>> Begin Supplied data

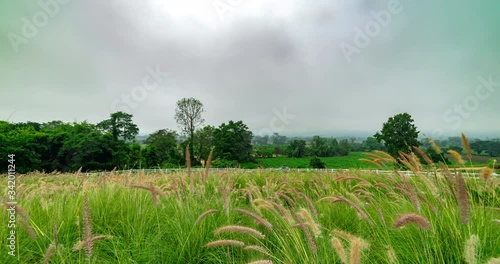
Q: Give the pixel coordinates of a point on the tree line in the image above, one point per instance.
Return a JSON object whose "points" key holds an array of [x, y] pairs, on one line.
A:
{"points": [[109, 144]]}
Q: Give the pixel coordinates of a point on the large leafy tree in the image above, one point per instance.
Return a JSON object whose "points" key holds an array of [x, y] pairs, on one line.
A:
{"points": [[188, 117], [399, 134], [120, 126], [233, 142], [163, 144], [203, 142]]}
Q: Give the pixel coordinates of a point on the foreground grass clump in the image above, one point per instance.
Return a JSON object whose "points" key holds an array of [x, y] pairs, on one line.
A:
{"points": [[256, 217]]}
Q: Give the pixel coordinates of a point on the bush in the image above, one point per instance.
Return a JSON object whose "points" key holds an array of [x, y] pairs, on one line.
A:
{"points": [[316, 163], [223, 163]]}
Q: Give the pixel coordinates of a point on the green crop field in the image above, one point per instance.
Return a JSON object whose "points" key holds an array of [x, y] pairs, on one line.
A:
{"points": [[340, 162], [259, 216], [352, 161]]}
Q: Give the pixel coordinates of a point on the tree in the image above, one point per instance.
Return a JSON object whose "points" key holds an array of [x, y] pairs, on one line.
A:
{"points": [[120, 126], [297, 149], [278, 139], [371, 143], [164, 143], [316, 163], [398, 134], [233, 142], [203, 142], [188, 117]]}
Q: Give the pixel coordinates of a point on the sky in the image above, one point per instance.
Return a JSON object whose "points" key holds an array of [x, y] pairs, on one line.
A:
{"points": [[294, 67]]}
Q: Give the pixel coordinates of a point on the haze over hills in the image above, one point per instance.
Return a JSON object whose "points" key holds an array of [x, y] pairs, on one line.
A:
{"points": [[338, 67]]}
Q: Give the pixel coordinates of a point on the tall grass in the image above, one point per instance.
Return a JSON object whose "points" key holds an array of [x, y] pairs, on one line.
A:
{"points": [[436, 216]]}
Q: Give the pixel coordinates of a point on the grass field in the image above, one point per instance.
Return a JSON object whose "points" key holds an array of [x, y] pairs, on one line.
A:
{"points": [[255, 216], [342, 162], [352, 161]]}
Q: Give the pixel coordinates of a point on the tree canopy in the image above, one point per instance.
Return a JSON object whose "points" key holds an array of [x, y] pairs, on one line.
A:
{"points": [[233, 141], [398, 134]]}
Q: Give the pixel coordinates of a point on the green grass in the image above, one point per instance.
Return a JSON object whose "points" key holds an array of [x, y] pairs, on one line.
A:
{"points": [[145, 232], [341, 162]]}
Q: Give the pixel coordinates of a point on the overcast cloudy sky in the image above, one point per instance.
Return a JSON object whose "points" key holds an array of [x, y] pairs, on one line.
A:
{"points": [[297, 67]]}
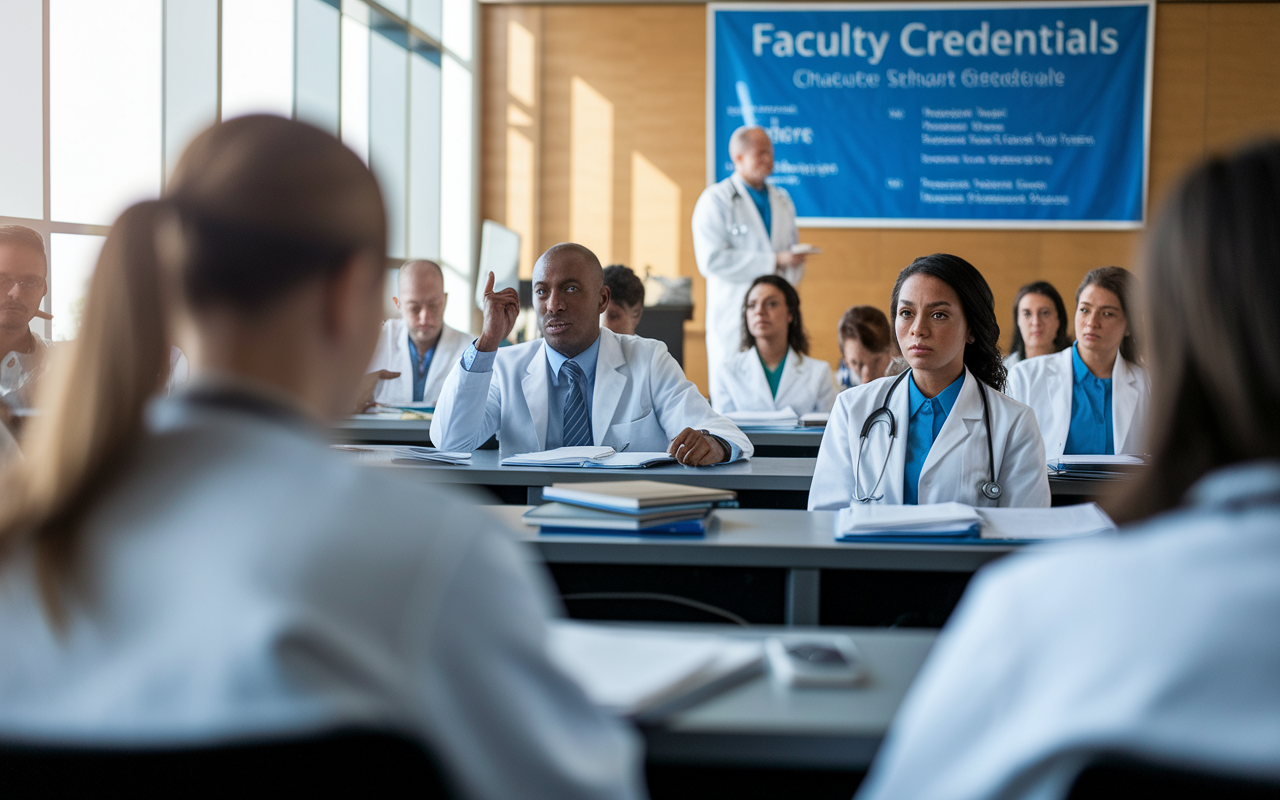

>> End Supplied data

**Written task**
Starting with the line that contains "the tree canopy" and ending after the last of the entries, reproduce each line, requests included, with -114 added to every x and y pixel coordinate in the answers. Leave the pictures out.

**Written response**
Q: Give the pixel coordinates of a point on the tree canopy in the image above, one point per instance.
Return a JSON object whose "points" key holds an array of [x, y] pairs, on one line.
A:
{"points": [[119, 27], [284, 20]]}
Q: Give the pixel coordinates of a point on the green grass in the image above, one point per instance.
Return a JSON object whose "points" key holds an array of [x, y] pairs, on one line.
A:
{"points": [[31, 118], [227, 48]]}
Q: Give the pixel coordinates of a point on the overcast cloudy sky in the image above, one point per instance.
Return a JSON object whose "points" key holds an array of [x, y] pairs, on one line.
A:
{"points": [[183, -47]]}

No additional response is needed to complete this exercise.